## What the exercise asks:
Extract every line starting at the line that contains "Locate the tree in" and ending with the final line of the data, inclusive; give only those lines, word for word.
— start Stored records —
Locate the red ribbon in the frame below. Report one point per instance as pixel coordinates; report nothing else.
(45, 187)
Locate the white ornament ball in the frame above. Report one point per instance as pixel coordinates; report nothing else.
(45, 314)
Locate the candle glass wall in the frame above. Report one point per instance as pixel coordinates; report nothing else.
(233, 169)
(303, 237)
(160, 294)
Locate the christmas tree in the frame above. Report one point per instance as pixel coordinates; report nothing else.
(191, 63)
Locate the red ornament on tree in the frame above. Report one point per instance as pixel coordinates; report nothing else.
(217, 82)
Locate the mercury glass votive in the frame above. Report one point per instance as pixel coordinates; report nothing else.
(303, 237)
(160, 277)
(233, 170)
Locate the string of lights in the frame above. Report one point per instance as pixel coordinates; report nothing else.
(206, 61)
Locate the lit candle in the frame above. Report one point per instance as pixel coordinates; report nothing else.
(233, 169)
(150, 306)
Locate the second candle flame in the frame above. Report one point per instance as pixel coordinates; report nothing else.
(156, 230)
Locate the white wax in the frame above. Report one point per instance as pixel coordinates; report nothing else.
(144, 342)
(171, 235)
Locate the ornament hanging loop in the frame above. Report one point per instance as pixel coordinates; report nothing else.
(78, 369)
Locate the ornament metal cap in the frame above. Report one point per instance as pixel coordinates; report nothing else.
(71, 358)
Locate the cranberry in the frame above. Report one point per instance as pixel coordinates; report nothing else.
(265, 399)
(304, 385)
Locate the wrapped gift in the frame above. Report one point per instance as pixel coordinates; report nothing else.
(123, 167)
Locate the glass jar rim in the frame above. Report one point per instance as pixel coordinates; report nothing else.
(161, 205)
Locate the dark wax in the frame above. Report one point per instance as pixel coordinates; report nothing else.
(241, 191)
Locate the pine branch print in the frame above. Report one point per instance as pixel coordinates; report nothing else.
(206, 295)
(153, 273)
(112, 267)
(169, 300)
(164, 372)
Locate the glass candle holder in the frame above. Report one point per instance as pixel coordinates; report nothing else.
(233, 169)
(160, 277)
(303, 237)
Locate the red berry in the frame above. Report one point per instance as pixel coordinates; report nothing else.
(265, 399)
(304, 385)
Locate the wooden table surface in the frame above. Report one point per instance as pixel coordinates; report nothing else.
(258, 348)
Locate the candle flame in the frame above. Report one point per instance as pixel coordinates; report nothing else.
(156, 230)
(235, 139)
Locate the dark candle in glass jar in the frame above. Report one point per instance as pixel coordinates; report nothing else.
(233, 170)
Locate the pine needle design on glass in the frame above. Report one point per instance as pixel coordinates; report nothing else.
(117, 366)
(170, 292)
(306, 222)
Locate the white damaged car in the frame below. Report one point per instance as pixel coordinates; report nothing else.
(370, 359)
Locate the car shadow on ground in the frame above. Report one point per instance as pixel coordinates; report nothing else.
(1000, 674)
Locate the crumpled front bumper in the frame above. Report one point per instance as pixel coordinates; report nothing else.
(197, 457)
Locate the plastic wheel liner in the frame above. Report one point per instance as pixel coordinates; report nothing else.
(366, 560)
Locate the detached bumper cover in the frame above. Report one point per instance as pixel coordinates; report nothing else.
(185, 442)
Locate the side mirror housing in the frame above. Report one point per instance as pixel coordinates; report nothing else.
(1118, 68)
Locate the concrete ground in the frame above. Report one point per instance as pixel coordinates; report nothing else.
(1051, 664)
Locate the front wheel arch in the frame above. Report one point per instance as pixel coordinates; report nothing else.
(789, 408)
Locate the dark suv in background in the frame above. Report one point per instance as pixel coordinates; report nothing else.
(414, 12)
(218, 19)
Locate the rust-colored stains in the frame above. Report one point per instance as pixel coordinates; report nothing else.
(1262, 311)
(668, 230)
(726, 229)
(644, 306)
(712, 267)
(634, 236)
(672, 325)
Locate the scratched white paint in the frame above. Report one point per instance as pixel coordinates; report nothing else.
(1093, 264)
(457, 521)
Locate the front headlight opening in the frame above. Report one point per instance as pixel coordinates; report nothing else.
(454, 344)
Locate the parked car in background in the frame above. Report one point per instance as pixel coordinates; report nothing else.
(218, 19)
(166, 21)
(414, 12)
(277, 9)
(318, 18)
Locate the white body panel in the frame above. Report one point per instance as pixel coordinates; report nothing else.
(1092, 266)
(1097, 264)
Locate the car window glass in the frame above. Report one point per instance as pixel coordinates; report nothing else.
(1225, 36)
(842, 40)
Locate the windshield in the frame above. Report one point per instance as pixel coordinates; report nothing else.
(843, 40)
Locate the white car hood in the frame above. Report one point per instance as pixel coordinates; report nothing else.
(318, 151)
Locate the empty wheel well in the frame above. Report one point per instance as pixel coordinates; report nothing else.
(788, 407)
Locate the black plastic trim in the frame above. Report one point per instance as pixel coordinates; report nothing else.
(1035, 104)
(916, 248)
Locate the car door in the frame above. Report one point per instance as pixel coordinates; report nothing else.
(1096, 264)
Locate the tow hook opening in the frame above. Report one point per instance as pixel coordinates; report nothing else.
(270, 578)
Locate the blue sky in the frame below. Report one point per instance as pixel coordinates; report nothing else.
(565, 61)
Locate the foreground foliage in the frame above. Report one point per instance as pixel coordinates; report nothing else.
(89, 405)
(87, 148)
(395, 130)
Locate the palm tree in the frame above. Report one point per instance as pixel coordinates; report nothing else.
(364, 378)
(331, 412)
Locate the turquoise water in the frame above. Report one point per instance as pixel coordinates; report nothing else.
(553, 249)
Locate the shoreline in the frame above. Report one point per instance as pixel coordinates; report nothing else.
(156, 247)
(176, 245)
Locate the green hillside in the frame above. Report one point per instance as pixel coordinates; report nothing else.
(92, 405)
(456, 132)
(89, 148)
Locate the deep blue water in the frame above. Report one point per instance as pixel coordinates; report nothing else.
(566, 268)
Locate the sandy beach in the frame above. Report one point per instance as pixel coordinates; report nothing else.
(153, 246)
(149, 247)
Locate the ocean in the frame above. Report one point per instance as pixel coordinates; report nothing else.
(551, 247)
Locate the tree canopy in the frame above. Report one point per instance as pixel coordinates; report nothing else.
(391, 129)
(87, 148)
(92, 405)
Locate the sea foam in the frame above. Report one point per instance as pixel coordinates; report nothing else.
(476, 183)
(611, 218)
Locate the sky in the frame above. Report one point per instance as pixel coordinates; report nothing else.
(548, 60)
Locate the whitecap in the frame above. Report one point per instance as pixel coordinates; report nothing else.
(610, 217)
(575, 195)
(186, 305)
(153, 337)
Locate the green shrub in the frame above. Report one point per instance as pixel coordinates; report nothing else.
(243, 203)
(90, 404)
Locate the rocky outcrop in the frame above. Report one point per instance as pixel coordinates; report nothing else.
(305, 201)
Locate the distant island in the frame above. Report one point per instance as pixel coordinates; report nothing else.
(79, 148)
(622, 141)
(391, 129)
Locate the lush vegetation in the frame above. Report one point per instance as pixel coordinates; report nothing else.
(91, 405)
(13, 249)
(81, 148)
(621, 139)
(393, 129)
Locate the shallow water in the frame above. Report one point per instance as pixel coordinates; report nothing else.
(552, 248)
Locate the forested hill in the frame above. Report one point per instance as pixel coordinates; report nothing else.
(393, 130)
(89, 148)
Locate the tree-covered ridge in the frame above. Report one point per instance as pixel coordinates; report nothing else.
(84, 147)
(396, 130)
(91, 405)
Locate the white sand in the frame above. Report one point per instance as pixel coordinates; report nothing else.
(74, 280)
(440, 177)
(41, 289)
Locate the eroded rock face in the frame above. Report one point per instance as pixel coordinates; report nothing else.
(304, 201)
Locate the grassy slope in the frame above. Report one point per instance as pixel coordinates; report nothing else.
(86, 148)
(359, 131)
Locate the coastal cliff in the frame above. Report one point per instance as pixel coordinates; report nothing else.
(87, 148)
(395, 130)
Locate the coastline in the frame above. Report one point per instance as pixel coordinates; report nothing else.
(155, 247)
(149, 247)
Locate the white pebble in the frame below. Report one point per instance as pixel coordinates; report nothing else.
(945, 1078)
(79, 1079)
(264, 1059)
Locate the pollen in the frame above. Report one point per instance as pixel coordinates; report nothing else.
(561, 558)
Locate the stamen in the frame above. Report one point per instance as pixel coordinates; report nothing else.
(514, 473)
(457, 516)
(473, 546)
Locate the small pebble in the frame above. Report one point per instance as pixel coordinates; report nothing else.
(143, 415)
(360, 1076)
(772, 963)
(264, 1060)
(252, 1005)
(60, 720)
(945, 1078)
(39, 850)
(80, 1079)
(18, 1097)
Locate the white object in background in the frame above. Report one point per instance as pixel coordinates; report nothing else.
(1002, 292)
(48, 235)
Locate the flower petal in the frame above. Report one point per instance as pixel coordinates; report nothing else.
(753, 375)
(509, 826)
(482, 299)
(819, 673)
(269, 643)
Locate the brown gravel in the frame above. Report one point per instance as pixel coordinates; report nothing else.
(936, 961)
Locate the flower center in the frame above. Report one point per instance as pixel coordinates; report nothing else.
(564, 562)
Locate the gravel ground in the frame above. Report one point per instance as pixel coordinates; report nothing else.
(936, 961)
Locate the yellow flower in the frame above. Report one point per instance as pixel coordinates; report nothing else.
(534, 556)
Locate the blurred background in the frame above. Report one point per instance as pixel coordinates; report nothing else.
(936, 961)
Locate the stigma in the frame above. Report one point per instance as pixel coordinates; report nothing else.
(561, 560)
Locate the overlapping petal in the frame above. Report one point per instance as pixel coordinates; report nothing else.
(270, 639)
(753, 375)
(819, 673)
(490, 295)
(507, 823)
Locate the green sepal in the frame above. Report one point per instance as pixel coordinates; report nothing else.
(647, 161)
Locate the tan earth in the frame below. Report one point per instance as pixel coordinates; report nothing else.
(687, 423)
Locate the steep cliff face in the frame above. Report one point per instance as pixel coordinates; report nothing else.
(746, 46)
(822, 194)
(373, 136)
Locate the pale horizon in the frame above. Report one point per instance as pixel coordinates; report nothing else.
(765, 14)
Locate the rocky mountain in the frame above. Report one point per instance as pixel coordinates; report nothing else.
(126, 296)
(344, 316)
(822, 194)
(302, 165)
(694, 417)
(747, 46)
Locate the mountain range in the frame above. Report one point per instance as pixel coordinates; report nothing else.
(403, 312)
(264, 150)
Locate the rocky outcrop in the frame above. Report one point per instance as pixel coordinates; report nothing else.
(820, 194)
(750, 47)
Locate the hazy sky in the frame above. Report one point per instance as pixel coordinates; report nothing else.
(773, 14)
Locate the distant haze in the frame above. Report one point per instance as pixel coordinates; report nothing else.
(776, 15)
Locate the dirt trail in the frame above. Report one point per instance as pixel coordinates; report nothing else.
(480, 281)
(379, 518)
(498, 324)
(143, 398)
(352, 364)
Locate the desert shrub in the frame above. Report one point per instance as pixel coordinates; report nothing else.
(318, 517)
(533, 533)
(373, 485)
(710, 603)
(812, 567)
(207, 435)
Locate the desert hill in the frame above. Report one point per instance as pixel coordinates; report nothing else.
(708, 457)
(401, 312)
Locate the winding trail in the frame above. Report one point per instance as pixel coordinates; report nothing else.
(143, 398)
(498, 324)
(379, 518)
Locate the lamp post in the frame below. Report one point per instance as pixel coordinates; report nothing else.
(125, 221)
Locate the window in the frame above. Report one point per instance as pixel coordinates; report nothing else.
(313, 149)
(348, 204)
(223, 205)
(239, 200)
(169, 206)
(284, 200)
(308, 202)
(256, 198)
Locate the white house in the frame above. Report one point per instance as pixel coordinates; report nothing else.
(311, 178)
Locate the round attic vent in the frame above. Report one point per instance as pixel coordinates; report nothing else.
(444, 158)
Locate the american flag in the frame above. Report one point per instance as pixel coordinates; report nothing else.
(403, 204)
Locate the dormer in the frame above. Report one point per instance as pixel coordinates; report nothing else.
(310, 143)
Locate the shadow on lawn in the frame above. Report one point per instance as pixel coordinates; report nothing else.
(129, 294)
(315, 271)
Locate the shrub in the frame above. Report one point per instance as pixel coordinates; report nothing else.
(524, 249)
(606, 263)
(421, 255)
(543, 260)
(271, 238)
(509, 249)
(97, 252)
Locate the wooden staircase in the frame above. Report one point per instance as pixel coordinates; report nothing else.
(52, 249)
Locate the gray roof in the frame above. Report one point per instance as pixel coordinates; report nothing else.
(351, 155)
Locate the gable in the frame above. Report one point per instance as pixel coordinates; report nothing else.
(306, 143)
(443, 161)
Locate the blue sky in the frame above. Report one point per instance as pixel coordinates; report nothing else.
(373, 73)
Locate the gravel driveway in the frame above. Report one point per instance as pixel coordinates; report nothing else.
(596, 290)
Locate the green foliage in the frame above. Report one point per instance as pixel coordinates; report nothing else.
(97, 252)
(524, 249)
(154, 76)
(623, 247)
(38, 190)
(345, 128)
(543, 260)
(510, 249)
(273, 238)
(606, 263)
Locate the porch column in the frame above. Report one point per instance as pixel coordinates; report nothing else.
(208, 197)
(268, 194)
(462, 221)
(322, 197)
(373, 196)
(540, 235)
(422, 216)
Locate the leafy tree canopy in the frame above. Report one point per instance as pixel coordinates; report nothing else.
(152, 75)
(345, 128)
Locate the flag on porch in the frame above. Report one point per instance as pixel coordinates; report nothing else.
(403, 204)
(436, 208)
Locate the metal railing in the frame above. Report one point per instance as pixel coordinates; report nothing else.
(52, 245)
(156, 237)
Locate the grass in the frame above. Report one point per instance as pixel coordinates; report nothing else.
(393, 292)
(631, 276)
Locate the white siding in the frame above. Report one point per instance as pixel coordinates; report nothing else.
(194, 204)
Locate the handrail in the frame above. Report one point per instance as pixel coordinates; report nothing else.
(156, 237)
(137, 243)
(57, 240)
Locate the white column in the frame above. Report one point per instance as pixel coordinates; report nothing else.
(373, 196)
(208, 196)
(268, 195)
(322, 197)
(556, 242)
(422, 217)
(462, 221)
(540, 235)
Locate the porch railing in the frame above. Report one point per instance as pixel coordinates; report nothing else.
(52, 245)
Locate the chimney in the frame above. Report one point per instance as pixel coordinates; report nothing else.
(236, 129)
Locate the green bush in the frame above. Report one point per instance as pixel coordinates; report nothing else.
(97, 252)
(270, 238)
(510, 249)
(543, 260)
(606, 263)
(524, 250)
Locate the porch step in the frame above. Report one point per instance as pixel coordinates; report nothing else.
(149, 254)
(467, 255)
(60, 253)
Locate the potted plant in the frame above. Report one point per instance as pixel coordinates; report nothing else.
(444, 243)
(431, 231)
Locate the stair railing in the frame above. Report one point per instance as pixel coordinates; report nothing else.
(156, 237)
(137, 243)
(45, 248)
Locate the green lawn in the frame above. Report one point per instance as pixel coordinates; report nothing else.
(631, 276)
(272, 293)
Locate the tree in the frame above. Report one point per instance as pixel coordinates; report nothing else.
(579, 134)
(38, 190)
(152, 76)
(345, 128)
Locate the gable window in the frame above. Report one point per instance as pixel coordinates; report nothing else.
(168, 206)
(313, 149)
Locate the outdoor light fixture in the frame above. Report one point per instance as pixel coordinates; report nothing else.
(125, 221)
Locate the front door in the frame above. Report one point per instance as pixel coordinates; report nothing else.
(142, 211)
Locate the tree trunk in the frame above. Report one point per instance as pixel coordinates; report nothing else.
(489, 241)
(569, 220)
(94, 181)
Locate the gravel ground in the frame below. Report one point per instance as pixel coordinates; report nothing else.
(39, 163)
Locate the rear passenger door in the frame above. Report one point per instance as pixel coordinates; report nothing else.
— end Stored records —
## Solution below:
Locate the tree in the frame above. Report one point per instance as pixel coordinates; report nothing else.
(579, 134)
(38, 190)
(152, 76)
(345, 128)
Locate the gable window in the frame above. Report one point per instance as pixel coordinates; report nothing else.
(168, 206)
(313, 149)
Locate the outdoor light fixture in the frame above. Report one point per instance as pixel coordinates; report nothing else.
(125, 221)
Locate the front door in the frame above. Report one point per instance as pixel coordinates; report nothing else.
(142, 211)
Locate the tree trunk in the frame above. Report one point per instance as pixel coordinates; report nothing else.
(489, 241)
(569, 220)
(94, 181)
Locate the gravel ground in the frame below. Report one point per instance as pixel coordinates; report nothing else.
(39, 163)
Locate the rear passenger door in the frame above. Report one point per instance as pixel coordinates; report nothing else.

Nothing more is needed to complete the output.